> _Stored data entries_
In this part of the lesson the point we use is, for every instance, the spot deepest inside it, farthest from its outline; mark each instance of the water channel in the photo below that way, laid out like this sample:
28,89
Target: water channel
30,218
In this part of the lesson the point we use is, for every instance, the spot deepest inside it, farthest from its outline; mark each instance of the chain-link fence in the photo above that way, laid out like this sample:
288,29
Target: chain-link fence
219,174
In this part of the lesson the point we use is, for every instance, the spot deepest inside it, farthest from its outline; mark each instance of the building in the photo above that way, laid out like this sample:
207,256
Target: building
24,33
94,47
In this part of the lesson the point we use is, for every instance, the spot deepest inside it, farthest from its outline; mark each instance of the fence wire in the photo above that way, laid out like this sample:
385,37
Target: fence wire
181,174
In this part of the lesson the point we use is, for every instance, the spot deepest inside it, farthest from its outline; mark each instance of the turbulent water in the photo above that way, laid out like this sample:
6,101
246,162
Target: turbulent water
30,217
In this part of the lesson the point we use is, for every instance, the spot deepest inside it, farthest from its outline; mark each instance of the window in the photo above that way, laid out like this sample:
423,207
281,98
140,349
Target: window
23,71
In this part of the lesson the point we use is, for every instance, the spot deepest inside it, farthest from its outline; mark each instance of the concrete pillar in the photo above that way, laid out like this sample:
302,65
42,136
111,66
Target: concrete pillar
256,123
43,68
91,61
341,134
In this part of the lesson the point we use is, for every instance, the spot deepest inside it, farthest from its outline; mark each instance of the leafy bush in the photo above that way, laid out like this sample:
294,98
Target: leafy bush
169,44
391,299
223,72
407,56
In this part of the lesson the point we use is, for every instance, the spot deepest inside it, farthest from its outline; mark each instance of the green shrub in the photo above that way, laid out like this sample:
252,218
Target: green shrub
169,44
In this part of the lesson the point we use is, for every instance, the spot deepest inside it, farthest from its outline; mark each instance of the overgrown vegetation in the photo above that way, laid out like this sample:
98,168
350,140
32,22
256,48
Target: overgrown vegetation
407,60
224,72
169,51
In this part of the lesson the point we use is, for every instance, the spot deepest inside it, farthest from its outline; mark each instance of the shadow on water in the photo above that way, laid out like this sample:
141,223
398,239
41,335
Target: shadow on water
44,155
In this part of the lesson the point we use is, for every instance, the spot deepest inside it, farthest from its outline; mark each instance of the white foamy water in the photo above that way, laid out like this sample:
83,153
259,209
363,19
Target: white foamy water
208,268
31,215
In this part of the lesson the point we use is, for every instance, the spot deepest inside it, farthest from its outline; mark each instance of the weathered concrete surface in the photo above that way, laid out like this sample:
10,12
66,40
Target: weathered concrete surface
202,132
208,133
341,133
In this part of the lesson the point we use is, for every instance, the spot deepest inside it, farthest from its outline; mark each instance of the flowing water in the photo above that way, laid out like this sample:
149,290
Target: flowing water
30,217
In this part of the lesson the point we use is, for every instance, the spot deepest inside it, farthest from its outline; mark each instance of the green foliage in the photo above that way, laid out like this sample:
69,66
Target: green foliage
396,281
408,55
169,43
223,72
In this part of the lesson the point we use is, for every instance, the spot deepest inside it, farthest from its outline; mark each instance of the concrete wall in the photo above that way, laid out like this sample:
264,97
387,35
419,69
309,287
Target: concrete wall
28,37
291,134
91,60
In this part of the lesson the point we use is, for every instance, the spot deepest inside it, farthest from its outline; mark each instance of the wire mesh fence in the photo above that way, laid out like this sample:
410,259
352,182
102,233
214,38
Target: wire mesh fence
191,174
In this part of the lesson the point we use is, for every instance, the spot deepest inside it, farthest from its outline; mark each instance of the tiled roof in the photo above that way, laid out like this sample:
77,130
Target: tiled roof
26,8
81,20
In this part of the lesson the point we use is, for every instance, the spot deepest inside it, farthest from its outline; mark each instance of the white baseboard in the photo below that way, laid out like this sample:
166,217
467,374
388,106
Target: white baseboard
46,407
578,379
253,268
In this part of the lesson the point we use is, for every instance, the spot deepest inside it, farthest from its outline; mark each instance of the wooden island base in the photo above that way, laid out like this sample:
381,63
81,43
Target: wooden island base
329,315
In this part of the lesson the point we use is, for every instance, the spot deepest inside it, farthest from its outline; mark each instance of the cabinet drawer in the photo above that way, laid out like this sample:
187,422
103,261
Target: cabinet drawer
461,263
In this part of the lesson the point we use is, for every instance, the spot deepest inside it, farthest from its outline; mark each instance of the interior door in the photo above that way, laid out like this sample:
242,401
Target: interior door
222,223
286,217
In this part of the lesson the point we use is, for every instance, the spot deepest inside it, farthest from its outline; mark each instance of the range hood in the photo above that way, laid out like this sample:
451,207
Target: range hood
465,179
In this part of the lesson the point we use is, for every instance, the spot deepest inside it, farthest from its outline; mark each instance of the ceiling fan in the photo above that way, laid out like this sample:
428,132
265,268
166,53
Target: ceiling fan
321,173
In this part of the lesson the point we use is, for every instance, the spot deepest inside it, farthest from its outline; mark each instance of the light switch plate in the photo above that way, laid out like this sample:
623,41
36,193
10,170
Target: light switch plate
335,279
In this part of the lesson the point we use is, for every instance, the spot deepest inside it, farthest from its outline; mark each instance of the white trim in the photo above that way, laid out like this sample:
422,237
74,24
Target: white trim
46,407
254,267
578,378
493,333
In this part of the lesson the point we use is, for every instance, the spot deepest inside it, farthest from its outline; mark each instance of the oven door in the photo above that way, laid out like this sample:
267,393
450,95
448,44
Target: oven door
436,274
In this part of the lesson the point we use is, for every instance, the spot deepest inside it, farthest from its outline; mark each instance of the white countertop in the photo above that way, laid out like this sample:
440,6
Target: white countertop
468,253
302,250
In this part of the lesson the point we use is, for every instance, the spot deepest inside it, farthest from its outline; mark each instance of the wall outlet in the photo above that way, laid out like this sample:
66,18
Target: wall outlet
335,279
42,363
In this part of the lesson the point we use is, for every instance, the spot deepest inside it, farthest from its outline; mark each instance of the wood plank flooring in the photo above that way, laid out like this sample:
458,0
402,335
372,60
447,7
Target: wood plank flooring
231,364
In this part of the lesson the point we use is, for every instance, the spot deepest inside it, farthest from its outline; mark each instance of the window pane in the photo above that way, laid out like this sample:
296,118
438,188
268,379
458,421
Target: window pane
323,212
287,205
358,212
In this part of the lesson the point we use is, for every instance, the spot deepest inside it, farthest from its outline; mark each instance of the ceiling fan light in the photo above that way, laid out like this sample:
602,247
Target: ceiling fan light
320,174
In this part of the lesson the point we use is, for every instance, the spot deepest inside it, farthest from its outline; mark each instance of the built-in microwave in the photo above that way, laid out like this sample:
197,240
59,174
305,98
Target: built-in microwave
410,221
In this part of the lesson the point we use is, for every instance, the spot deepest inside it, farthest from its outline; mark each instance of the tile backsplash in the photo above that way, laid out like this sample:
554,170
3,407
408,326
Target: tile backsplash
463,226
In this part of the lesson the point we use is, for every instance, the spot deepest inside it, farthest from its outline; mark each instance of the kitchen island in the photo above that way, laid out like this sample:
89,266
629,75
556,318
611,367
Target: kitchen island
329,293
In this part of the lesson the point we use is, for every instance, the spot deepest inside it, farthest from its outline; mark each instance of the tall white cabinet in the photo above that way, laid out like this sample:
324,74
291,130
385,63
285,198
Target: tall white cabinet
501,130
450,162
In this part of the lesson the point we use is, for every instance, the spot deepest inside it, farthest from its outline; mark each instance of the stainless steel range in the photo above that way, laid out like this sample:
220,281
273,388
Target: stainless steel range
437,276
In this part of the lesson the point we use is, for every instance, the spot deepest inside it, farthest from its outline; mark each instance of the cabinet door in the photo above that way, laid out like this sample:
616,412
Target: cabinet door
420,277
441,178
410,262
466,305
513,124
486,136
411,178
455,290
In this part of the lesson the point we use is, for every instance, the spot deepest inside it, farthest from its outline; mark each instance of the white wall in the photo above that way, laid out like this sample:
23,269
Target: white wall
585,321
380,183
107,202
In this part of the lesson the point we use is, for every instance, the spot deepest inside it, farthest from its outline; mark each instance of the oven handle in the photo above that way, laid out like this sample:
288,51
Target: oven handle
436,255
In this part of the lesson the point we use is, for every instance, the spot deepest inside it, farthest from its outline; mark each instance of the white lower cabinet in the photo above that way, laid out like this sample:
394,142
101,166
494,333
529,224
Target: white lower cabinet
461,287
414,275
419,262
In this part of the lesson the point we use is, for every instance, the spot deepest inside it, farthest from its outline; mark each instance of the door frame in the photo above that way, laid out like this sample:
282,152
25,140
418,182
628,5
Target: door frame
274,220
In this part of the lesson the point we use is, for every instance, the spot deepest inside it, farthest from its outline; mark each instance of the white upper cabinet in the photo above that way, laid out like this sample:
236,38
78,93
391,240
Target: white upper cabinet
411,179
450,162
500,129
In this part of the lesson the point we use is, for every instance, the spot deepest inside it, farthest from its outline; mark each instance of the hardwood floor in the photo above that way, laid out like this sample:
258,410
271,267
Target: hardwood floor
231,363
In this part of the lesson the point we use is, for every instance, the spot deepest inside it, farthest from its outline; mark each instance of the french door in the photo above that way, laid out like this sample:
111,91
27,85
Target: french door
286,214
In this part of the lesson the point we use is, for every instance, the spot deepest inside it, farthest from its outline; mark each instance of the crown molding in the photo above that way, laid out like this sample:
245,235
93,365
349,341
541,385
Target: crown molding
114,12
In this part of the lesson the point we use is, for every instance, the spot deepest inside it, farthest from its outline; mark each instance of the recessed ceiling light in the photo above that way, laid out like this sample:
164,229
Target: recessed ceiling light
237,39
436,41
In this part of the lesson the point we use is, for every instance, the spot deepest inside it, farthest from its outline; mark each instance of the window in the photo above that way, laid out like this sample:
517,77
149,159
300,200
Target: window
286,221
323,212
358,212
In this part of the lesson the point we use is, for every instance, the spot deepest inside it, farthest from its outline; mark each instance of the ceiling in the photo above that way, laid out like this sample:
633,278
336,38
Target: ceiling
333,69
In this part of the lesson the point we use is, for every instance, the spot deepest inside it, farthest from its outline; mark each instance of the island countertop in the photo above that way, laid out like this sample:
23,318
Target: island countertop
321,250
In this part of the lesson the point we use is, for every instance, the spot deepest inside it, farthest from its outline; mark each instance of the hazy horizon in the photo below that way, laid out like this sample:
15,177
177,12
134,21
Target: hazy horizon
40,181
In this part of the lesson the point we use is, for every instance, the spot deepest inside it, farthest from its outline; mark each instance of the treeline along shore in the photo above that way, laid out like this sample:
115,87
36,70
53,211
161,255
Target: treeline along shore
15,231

> _Goal of the exercise_
Lines with the word "below": copy each one from the data above.

> _Reply to the exercise_
In this part of the lesson the point we use is, for every instance, the spot deepest inside it, farthest from its outline; mark each instance of the water channel in the photo below that way, laid out like this sample:
In this part of the lesson the point we use is, for every instance, the spot deepest inside it, farthest from its outline; mark each instance of the white baseboard in the photo below that way, laid out like this sample:
In this part of the lesson the point we use is, for every instance, the spot deepest inside it, farthest from its outline; mark each instance of the hazy horizon in the photo below that way, laid out like this sample:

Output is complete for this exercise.